## Page
______________________________

Thomas de Bermingham was an Anglo-Irish lord who died in 1375.

De Bermingham was the great-grandson of the founder of Athenry, Meyler de Bermingham, and great-great-grandson of the re-founder of Dunmore.

Little is directly recorded of his term. One of the few mentions occurs in 1373:
Mac-an-Pharson Mac Feorais [Bermingham] was slain by Turlough Roe O'Conor, with one stroke of his sword, in Conmaicne [Dunmore] (after they the Berminghams had acted treacherously towards him, as he was coming from Conmaicne Cuile), and afterwards made his escape, in despite of his enemies, by the strength of arm, but severely wounded. Andreas Mac Kenny was afterwards put to death by them the Berminghams, he having been left with them by Turlough,—when they had acted treacherously towards him,—as a hostage, in whose ransom they might demand what they pleased.

______________________________

## Recorded data
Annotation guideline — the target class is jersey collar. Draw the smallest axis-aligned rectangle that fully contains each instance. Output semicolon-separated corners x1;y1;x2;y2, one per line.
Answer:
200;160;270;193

______________________________

## Required tasks
[1] According to the page on Thomas de Bermingham, in what year did he die?
[2] Translate this sentence from the page on Thomas de Bermingham into Spanish: "Little is directly recorded of his term."
[3] In the page on Thomas de Bermingham, turn the paragraph that begins "Mac-an-Pharson Mac Feorais" into a brief bulleted list that keeps its main facts.

## Exercise results
[1] 1375

[2] Poco se registra directamente sobre su mandato.

[3]
- Turlough Roe O'Conor killed Mac-an-Pharson Mac Feorais [Bermingham] with one stroke of his sword in Conmaicne [Dunmore].
- The killing followed treachery by the Berminghams toward Turlough as he was coming from Conmaicne Cuile.
- Turlough then escaped his enemies by strength of arm, though severely wounded.
- Turlough had left Andreas Mac Kenny with the Berminghams as a hostage, whose ransom they could set as they pleased.
- The Berminghams later put Andreas Mac Kenny to death.